» TASK DESCRIPTION
According to the excerpt about White, what business did he own in Lahaina from 1901 to 1903?

» EXCERPT PROVIDED
● ● ● ● ● ● ●
From 1901 to 1903 White was the proprietor of the Ka Lei Nani Saloon in Lahaina, which was advertised in The Maui News. In later life, he moved from Lahaina to Honolulu in 1907. After an illness of eight months, he died on November 2, 1925, at his home at 604 Kalihi near North Queen, in Honolulu.

He was buried in an unmarked grave at the Kaʻahumanu Society Cemetery, next to where his widow (a lifelong member of the society) would later be laid to rest. In 2017, historian Ronald William Jr. raised the funds for a marker for White's grave through a GoFundMe campaign. The grave marker was unveiled on August 6, the anniversary of White's birth.

Despite his popularity in the native community, White was portrayed negatively in the English-language press in his lifetime and in the published histories after his death. As a consequence of his opposition to the powers that overthrew the monarchy and later annexed the islands to the United States, White remains obscure in Hawaiian history. Recent research efforts in Hawaiian academia using Hawaiian language sources have shed more light on White and many other early Native Hawaiian resistance leaders like him.
● ● ● ● ● ● ●
(Records taken from a collection)
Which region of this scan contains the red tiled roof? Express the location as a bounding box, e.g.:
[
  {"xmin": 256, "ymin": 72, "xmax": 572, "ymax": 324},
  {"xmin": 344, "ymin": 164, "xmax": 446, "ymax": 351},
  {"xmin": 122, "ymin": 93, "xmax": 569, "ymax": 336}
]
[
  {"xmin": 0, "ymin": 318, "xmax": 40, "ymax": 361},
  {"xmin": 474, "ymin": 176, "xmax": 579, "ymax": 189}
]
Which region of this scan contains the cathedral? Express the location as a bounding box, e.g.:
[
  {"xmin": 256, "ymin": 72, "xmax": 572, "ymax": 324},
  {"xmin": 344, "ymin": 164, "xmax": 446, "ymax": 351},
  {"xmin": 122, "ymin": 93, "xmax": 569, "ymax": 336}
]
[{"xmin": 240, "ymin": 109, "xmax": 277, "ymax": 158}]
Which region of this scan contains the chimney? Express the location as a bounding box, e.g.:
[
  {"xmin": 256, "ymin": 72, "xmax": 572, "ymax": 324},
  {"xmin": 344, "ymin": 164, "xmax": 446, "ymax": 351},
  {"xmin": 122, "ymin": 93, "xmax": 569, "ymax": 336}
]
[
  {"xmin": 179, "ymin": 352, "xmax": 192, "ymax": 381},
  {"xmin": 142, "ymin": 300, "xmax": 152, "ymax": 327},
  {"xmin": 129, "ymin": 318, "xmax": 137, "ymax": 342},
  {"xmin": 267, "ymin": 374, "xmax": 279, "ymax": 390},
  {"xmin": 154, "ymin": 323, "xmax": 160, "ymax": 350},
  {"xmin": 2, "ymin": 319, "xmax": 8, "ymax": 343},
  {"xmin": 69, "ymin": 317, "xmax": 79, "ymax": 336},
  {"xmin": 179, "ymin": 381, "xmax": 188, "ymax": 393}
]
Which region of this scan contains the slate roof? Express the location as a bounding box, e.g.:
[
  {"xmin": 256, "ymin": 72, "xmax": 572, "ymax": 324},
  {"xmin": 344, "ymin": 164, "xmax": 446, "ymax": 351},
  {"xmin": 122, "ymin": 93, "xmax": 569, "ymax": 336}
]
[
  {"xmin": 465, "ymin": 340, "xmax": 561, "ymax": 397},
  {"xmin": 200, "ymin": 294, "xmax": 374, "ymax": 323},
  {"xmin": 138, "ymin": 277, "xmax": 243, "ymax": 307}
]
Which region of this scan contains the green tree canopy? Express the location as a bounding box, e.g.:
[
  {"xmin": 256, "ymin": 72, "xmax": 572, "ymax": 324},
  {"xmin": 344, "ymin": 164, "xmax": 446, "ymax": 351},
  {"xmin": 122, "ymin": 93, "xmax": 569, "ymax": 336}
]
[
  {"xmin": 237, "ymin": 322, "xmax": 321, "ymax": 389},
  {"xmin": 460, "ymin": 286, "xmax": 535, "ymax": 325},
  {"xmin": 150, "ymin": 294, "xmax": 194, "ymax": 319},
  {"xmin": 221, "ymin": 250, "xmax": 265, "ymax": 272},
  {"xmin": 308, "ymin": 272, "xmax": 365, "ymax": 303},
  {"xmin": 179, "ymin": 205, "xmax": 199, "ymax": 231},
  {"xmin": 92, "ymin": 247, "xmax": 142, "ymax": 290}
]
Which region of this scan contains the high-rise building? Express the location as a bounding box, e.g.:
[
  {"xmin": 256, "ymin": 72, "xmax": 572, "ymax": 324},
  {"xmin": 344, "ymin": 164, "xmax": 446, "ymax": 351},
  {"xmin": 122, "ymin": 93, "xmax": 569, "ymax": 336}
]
● ● ● ● ● ● ●
» RESPONSE TO THE TASK
He was the proprietor of the Ka Lei Nani Saloon in Lahaina.